▶ _TASK TO COMPLETE_: As you restate the entries, keep every word intact and leave out whatever images they hold.
-- Opening Marker --
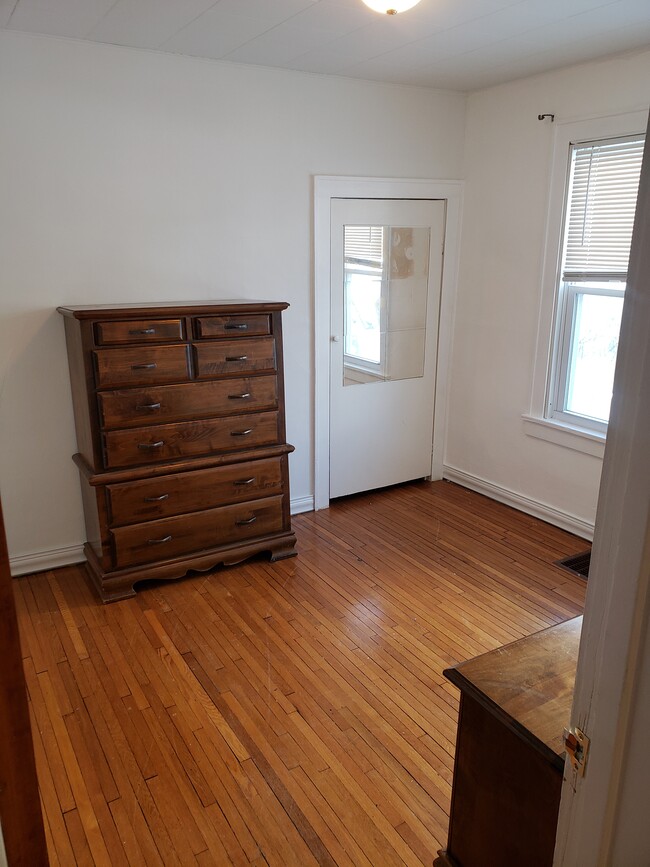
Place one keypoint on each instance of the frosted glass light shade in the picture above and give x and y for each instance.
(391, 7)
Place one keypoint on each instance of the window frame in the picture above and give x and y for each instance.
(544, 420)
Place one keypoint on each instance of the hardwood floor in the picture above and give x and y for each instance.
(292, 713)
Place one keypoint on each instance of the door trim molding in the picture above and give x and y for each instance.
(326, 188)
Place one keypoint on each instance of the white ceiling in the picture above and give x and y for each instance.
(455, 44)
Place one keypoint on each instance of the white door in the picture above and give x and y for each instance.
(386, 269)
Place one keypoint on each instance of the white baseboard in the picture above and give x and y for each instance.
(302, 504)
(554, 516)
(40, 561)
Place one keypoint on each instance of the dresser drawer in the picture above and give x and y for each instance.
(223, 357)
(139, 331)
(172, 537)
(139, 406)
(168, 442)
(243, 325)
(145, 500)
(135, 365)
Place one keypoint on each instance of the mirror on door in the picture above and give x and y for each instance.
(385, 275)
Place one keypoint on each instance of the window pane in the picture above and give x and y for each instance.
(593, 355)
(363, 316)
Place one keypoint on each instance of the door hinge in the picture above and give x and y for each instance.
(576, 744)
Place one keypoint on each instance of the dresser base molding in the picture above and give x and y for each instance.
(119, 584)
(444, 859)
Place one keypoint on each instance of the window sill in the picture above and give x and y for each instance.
-- Closing Marker --
▶ _OUTPUT OF THE TASK_:
Place one keypoint on each instance of the frosted glass light shade in the picture above and give x and y for each instance.
(391, 7)
Place one keypoint on each instance of the window frame in the picture above and give x and y for each instance.
(544, 420)
Place one keypoint on each instance of the hardwood floor in the picture above and give x and y for each instance.
(292, 713)
Place one keypoint on each instance of the door trim molding in the picture above and give x and y for each instance.
(326, 188)
Place one keypoint on each instance of the white ceiling in the picture above and give x and y for each instance.
(455, 44)
Place one keypoint on each instance of the white door in the picture above and give x and y for each instance.
(386, 269)
Place one keypoint on each instance of the white baseboard in the picture above and give x and y for each instance.
(302, 504)
(554, 516)
(40, 561)
Place one keypoint on each instance of the dresser drawer in the picture above and give x and y for each instance.
(223, 357)
(139, 331)
(172, 537)
(139, 406)
(168, 442)
(243, 325)
(145, 500)
(135, 365)
Place one keypoint on each instance of the mirror on door in the picture above and give x and y for each instance.
(385, 275)
Place one keypoint on each instance of the window pane in the picture above and give x and y for each instance.
(593, 355)
(363, 316)
Place one keypoint on each instance of the door hinge in the picture above and give x and y for each instance.
(576, 744)
Place one keypoint on each instance of the dresser base molding in the picture above and give x and y for each instance.
(119, 584)
(444, 859)
Place one keypoint on each instance of the window sill in the picture above and give x and y for each instance.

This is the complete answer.